Object position labeling entries:
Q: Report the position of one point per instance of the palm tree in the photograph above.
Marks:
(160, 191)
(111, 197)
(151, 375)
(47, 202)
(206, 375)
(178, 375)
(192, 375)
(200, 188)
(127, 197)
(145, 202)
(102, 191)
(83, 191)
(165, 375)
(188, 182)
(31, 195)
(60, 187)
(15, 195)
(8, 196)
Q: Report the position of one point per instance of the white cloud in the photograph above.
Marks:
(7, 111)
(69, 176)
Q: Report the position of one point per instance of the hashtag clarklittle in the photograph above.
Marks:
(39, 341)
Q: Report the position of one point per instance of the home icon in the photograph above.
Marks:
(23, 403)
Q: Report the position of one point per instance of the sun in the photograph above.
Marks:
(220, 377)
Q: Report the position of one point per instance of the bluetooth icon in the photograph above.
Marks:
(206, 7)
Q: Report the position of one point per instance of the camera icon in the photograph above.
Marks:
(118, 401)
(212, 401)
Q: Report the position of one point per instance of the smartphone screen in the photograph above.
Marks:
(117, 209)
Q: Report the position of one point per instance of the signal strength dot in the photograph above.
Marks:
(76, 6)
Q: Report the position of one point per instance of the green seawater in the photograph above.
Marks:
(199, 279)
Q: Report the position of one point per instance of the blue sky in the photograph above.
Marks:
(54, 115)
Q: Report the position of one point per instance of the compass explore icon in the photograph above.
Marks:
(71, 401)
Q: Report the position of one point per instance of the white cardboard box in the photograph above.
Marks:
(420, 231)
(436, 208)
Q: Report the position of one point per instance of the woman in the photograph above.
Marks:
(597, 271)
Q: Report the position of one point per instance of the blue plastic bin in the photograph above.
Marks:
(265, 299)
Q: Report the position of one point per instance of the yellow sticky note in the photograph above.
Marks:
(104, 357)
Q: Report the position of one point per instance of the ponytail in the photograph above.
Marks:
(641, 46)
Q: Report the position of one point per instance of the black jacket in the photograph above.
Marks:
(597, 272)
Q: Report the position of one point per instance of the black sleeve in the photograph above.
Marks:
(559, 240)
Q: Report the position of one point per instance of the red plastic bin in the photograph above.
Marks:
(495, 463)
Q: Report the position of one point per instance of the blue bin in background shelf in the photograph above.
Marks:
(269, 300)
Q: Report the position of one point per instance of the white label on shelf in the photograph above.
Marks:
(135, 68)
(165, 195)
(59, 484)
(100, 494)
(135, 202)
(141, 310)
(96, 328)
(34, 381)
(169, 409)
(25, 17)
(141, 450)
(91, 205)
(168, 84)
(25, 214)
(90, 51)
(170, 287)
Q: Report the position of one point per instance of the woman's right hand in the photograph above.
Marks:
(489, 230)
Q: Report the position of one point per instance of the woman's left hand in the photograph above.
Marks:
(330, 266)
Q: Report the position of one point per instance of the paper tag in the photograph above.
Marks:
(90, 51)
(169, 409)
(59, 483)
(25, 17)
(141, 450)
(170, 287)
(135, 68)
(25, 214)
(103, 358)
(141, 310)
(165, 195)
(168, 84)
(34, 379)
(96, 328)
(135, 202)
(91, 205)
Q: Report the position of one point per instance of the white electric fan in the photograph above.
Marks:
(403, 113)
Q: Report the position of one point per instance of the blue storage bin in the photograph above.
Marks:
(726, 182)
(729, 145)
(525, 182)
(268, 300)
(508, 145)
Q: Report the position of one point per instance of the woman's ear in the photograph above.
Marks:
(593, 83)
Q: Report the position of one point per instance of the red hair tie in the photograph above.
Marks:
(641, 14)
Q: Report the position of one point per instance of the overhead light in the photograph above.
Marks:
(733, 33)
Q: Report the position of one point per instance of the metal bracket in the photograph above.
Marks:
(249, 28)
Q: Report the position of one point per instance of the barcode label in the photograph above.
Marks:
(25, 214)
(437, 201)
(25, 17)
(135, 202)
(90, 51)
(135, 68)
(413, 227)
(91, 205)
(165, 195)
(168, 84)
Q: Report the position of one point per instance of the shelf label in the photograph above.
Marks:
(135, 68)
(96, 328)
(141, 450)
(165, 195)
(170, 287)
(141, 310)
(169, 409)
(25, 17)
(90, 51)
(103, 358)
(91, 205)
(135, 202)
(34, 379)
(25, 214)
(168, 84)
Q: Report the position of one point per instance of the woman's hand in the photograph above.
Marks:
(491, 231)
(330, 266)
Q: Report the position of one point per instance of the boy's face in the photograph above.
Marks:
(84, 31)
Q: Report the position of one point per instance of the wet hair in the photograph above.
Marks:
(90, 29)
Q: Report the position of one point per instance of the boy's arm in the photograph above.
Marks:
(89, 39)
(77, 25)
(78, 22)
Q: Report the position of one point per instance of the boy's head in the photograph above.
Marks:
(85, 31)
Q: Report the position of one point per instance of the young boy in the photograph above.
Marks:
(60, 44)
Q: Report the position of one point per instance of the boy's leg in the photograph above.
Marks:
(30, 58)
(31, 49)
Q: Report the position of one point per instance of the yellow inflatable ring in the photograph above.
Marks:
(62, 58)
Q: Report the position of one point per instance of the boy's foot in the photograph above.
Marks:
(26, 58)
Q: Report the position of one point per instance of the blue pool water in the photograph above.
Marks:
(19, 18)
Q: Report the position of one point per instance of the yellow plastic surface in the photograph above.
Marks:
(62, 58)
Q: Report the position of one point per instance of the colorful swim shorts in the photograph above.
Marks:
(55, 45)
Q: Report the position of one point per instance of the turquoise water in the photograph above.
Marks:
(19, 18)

Requirement —
Copy the lines of the data that begin at the one containing "leg in the photograph above." and run through the end of the data, keeping every line. In these lines only, lower each coordinate in the marks by 49.

Reply to the exercise —
Q: Report the position of one point per instance of the boy's leg in the photograph above.
Marks:
(-19, 9)
(-18, 0)
Q: Report the position of one point per instance of the yellow inflatable ring in the photograph above.
Marks:
(13, 9)
Q: Report the position of one point per instance of the boy's foot in the photograph above.
Marks:
(-23, 9)
Q: Report the position of one point per instance of the blue pool water in the photograph above.
Marks:
(-30, -31)
Q: Report the position of one point per instance of the yellow plastic surface in the photograph above.
Marks:
(13, 9)
Q: Report the position of one point per instance of the colorful swim shorts in the photograph above.
Marks:
(6, -4)
Q: Report the position of one point per instance of the turquoise water in the photograph above.
Marks:
(-30, -31)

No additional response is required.